Written instruction
Present the lines below as a numbered list, leaving out blank lines. Include only the stretch that opens with the line containing "Each instance of the textured ceiling" and closes with the line containing "Target: air vent louver", with both of those lines included.

——————

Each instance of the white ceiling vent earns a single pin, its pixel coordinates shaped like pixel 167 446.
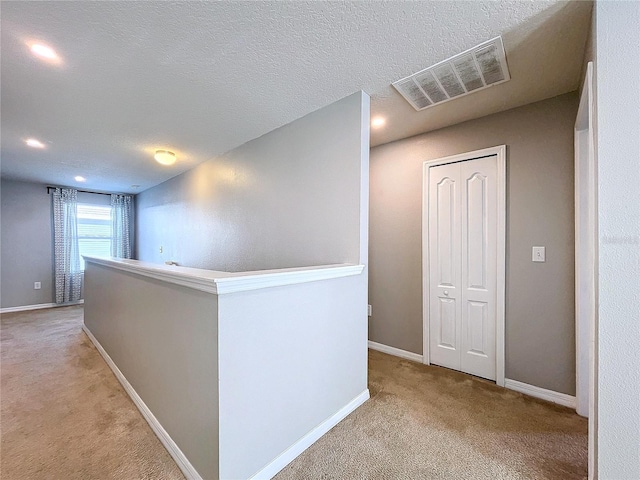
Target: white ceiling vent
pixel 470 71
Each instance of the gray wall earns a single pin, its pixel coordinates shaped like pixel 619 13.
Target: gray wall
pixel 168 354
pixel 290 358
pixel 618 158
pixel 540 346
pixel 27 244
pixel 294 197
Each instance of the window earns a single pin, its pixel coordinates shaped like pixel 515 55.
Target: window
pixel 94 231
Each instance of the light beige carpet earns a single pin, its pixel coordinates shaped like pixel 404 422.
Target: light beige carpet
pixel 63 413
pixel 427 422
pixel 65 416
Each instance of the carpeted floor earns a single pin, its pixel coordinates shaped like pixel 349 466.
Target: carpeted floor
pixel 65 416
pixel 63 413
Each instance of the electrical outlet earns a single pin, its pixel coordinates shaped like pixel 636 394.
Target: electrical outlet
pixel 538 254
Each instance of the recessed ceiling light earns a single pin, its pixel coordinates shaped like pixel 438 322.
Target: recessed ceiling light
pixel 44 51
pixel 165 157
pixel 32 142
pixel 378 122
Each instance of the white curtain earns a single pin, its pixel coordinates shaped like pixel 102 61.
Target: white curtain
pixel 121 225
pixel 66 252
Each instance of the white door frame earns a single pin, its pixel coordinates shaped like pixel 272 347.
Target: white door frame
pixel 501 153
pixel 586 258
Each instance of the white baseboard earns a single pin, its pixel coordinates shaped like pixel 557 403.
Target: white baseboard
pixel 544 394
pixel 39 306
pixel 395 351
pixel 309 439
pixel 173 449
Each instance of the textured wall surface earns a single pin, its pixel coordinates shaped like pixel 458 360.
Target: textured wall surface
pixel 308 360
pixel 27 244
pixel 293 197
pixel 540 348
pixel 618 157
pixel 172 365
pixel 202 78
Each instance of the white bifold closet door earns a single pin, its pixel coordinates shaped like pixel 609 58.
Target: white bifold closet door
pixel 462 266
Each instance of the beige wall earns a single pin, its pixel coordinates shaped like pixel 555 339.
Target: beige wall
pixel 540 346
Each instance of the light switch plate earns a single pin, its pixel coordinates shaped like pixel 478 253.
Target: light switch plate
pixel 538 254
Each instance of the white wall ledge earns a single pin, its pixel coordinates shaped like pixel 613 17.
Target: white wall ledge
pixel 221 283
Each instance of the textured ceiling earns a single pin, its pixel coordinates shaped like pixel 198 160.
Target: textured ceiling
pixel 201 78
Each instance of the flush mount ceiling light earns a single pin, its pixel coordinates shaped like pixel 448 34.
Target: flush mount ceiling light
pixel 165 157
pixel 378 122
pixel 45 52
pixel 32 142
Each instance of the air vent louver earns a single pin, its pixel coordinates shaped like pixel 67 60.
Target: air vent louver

——————

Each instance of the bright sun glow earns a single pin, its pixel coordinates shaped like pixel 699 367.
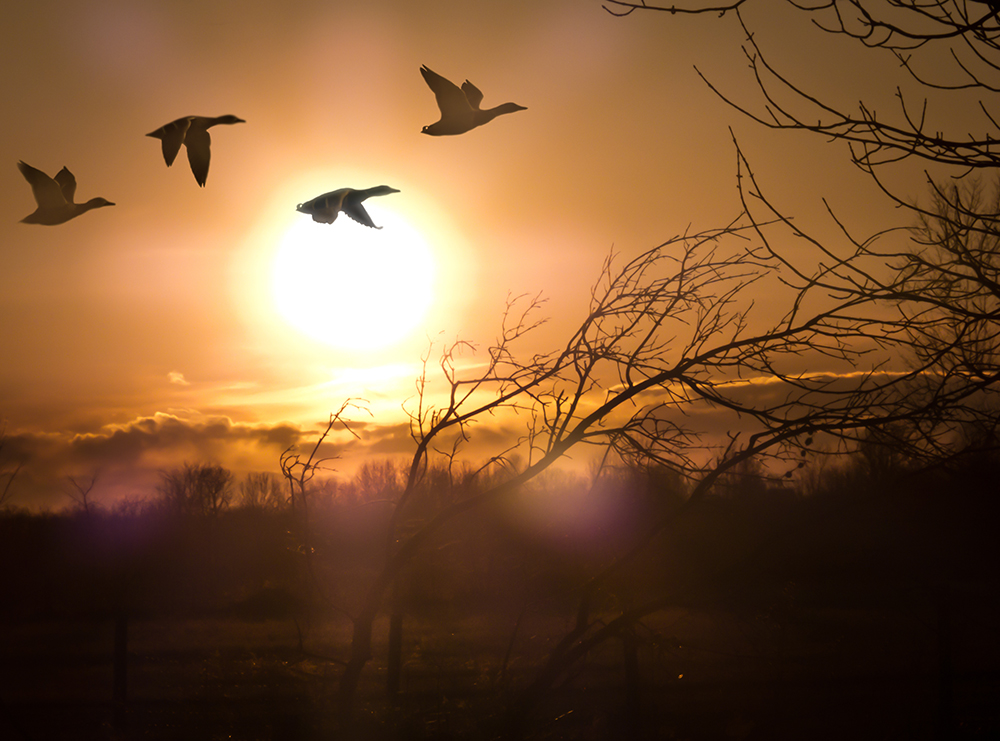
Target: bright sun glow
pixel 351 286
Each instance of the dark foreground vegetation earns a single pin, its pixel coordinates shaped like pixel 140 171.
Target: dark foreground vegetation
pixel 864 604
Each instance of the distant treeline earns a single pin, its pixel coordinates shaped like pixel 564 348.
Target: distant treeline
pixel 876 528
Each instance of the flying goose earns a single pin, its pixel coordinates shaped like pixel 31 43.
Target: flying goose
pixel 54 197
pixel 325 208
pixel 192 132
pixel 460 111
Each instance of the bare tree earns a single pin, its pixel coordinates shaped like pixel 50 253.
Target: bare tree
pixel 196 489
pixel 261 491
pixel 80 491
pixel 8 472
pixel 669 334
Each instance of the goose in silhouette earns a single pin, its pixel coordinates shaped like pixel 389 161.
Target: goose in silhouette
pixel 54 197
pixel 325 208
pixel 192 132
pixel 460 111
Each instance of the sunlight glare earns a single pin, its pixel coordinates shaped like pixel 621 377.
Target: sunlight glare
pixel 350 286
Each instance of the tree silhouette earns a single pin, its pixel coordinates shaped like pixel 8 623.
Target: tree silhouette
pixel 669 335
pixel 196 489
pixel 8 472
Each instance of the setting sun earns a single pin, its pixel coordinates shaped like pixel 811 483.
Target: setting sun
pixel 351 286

——————

Task result
1. Each instance of the textured ceiling earns a single pin, its pixel coordinates shaped like pixel 198 160.
2. Target: textured ceiling
3. pixel 201 78
4. Each instance of the flush mount ceiling light earns a single pin, its pixel coordinates shaped like pixel 448 34.
5. Target: flush mount ceiling light
6. pixel 165 157
7. pixel 378 122
8. pixel 45 52
9. pixel 32 142
10. Each instance of the air vent louver earns a single pin, its pixel coordinates shaped like pixel 67 60.
11. Target: air vent louver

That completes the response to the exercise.